TASK INPUT:
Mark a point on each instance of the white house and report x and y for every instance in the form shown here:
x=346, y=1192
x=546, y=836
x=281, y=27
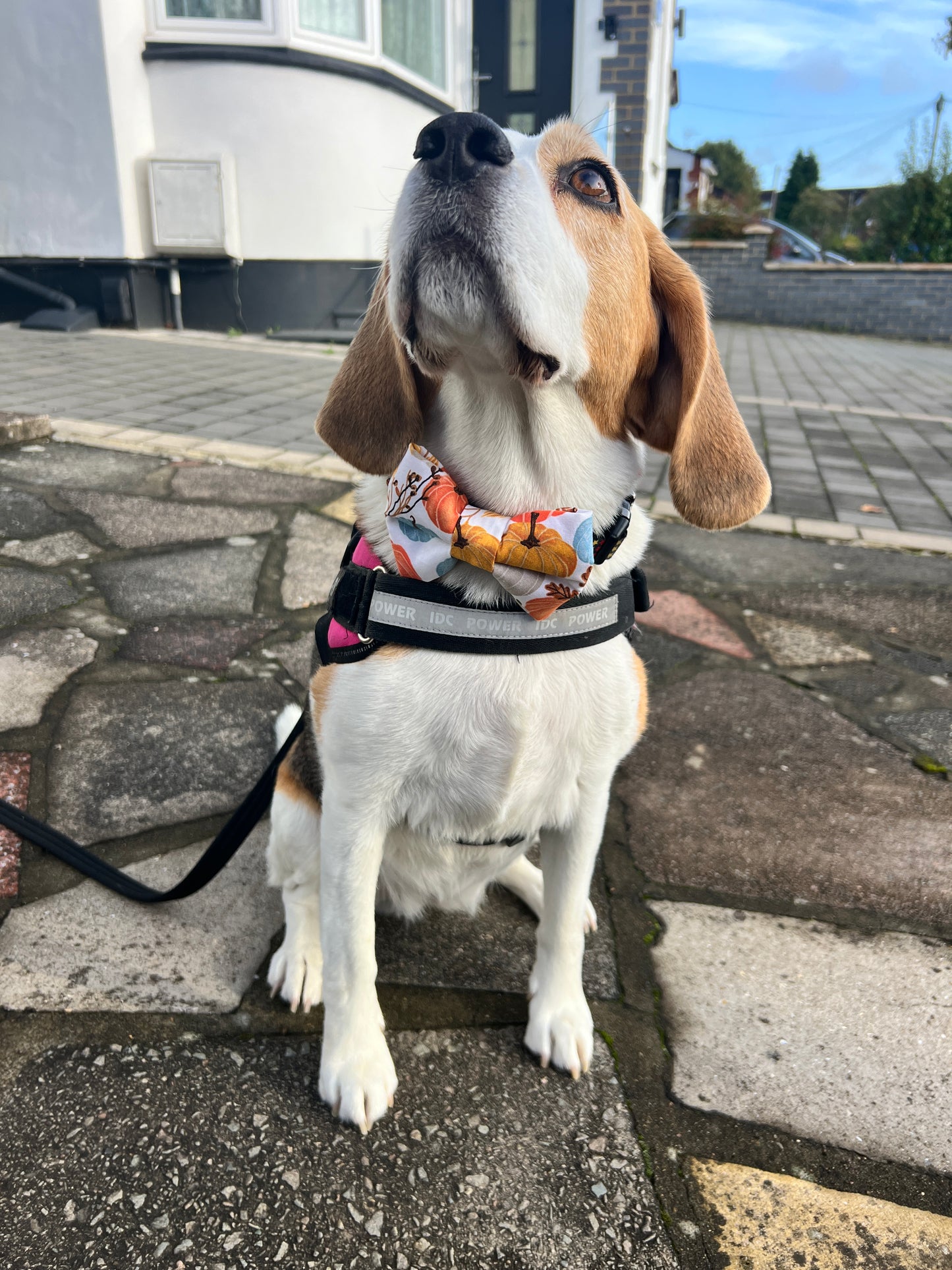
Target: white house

WHAT IS EXPECTED: Copy every line of the records above word for word, omitting the pictures.

RESULT:
Mark a point on each instance of the white house and report x and y for every instance in the form shown here:
x=346, y=1192
x=546, y=836
x=281, y=27
Target: white house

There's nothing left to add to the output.